Exercise instructions: Go through the data and report each line that holds the string "below".

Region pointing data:
▼▼▼

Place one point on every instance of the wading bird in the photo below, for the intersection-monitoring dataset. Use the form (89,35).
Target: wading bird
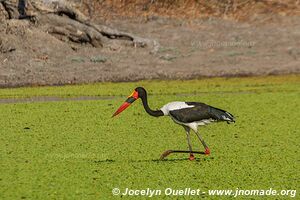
(187,114)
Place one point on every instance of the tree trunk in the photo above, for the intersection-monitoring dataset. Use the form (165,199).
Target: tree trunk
(61,19)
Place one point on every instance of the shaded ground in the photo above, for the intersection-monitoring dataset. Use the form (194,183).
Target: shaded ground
(189,48)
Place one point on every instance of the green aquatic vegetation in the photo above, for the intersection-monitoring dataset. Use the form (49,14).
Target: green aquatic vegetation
(75,150)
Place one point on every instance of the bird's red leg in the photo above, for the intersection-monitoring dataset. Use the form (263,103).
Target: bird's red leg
(207,151)
(192,157)
(168,152)
(165,154)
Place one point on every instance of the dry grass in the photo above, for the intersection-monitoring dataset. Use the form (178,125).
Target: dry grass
(189,9)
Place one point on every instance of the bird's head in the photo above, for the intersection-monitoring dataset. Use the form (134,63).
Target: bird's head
(137,93)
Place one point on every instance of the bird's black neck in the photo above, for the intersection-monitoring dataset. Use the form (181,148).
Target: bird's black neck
(155,113)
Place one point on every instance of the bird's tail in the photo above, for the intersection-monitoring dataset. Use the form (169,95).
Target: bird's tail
(222,115)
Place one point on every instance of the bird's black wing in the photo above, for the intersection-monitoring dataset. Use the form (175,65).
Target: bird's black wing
(199,112)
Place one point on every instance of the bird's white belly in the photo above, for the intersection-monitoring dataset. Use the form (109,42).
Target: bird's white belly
(176,105)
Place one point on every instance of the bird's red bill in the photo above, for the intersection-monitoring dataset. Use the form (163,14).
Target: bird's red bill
(122,107)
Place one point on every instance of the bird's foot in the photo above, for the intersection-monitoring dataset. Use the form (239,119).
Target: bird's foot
(207,151)
(165,154)
(192,157)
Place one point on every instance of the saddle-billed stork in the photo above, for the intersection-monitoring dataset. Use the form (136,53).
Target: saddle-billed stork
(187,114)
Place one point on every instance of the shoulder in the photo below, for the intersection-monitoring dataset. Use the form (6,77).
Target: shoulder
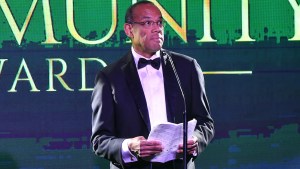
(114,69)
(179,57)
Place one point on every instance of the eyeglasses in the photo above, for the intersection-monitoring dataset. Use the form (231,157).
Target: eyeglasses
(149,24)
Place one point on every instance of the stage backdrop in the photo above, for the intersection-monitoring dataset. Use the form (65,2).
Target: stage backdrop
(51,51)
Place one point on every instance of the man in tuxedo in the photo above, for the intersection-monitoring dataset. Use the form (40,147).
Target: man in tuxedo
(141,90)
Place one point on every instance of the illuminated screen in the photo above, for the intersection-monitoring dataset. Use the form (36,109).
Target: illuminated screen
(50,52)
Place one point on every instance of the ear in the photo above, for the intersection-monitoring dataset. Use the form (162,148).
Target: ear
(128,30)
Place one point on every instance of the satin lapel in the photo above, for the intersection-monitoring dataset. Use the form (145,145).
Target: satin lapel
(172,90)
(136,89)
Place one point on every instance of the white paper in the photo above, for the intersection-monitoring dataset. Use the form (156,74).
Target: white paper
(170,135)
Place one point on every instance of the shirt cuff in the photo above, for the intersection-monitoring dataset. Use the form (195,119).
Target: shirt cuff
(127,156)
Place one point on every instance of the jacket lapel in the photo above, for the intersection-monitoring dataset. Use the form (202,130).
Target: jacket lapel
(134,84)
(172,92)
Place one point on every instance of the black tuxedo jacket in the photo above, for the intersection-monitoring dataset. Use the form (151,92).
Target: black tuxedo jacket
(120,109)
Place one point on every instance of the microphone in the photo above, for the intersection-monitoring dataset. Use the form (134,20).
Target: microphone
(185,129)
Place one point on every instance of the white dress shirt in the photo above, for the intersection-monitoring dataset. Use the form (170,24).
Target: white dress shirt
(152,81)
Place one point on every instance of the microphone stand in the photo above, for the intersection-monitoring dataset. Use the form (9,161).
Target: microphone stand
(185,126)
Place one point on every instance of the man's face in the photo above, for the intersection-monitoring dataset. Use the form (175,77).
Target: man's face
(146,40)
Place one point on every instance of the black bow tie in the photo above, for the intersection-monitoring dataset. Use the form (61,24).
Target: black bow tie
(155,63)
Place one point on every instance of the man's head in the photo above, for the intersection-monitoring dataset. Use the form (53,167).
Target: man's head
(144,26)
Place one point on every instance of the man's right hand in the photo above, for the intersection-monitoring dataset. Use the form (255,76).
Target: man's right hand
(143,148)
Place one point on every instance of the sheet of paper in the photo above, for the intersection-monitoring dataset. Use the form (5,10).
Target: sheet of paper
(170,135)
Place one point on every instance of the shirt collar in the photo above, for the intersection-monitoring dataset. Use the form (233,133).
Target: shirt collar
(137,56)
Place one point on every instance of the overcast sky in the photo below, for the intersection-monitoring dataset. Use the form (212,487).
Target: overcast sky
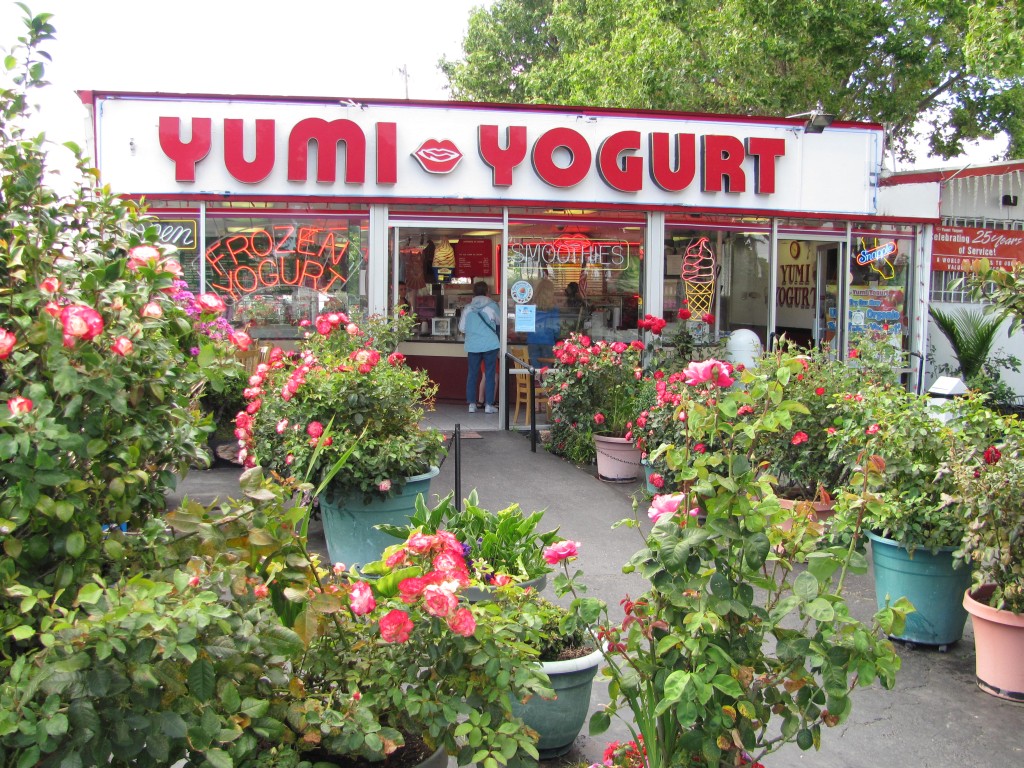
(344,48)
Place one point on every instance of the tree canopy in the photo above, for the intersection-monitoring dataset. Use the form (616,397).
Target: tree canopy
(948,70)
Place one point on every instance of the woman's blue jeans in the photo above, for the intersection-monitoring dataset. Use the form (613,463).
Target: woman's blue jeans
(489,360)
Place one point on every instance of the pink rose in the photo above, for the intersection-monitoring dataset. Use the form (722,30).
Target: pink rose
(665,505)
(439,601)
(463,623)
(412,588)
(152,310)
(80,322)
(360,599)
(242,340)
(7,341)
(561,551)
(18,406)
(395,627)
(122,346)
(711,372)
(419,543)
(210,302)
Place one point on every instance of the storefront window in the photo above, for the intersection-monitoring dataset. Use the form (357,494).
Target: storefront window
(573,274)
(717,269)
(275,270)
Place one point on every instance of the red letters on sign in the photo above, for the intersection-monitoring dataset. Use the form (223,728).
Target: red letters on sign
(544,162)
(502,160)
(629,175)
(672,160)
(184,155)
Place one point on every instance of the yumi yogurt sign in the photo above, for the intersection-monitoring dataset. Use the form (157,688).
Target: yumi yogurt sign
(206,145)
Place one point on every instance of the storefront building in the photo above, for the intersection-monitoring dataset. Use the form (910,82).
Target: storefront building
(287,207)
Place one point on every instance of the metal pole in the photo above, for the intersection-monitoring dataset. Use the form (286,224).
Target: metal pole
(458,467)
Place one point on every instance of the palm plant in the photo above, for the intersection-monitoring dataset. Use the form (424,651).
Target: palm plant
(972,336)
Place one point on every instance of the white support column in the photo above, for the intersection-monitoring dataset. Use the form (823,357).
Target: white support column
(653,287)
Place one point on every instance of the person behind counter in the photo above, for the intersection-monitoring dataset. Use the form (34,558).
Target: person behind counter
(547,326)
(479,324)
(578,305)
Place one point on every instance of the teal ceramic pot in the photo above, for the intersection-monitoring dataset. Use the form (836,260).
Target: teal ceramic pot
(559,721)
(348,522)
(928,581)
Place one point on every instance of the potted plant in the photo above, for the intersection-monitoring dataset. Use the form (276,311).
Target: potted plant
(990,480)
(597,389)
(501,548)
(732,650)
(913,520)
(568,658)
(346,391)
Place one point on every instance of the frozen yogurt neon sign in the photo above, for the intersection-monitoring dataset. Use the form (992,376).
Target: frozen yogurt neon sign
(287,255)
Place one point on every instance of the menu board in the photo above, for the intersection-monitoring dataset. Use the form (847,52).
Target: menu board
(473,257)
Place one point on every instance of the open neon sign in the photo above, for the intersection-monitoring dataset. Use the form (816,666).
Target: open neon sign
(286,255)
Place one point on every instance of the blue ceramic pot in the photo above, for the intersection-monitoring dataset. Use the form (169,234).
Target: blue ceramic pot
(348,522)
(928,581)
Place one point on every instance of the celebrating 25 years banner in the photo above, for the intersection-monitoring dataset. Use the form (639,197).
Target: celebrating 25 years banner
(952,245)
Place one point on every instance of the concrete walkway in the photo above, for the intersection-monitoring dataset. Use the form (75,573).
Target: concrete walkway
(936,716)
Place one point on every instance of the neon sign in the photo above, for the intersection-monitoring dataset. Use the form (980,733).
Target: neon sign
(287,255)
(878,257)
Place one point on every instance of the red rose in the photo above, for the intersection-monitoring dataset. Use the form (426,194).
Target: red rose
(7,341)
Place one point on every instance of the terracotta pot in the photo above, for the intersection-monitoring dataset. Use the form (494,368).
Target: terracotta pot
(998,645)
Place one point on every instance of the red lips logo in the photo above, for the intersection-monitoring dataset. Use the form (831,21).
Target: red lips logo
(438,157)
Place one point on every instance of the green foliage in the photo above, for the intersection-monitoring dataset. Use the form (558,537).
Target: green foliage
(909,439)
(901,64)
(597,387)
(971,335)
(346,374)
(742,640)
(989,478)
(500,544)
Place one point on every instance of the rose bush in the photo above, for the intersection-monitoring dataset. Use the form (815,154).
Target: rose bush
(732,650)
(501,548)
(596,388)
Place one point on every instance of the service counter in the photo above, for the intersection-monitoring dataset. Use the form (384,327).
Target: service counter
(444,361)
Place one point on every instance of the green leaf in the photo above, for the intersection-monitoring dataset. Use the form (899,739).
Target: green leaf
(89,594)
(806,587)
(203,680)
(75,544)
(728,685)
(218,759)
(820,609)
(173,725)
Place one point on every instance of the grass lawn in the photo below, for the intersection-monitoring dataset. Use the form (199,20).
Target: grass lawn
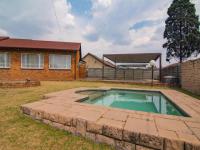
(20,132)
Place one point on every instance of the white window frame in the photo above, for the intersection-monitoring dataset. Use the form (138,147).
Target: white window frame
(7,58)
(67,55)
(41,64)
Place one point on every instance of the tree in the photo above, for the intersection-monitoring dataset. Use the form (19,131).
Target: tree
(182,31)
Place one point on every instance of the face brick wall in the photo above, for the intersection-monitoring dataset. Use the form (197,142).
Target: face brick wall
(190,76)
(16,73)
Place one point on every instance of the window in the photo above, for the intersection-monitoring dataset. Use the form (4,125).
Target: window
(32,61)
(59,61)
(4,60)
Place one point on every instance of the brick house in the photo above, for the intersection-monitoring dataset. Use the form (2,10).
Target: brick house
(22,59)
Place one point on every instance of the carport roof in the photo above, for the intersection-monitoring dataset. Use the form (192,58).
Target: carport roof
(133,58)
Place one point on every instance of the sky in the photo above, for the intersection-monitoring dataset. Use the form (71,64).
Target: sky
(102,26)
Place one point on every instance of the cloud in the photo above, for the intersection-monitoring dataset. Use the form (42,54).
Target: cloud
(102,26)
(3,32)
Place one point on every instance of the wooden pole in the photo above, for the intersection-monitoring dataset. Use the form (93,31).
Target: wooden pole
(115,69)
(160,67)
(103,69)
(152,76)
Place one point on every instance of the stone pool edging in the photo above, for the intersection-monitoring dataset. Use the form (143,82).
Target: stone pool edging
(123,129)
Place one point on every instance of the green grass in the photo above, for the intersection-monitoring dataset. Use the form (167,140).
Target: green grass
(18,132)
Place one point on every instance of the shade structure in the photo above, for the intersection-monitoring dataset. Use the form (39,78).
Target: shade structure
(137,58)
(133,58)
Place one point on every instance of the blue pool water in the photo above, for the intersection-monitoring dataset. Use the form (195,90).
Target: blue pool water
(134,100)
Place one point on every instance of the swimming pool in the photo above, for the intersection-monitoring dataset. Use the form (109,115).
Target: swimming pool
(146,101)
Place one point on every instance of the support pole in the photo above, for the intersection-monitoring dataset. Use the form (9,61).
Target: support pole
(103,69)
(152,70)
(160,67)
(124,74)
(115,69)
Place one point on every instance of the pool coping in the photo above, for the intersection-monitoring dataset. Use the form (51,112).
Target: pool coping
(123,129)
(160,92)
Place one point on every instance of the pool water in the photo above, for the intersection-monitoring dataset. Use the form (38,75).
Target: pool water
(134,100)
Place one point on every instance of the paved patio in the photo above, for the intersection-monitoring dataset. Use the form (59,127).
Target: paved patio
(123,129)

▲▲▲

Task answer:
Place one point on every instance of the wading bird in the photo below, for the intersection-monitoring dataset. Use the form (89,35).
Place one point on every instance of the shoulder in the photo below, for the intersection-monitoring dataset. Use the form (6,77).
Place one point on every instance of the overcast sky in the photo below, for the intersection-monitoring dataset. Use the form (212,487).
Place one point on every instance of the grass lawn in the photo below, for the intersection-monitoring dataset. Use the form (199,20).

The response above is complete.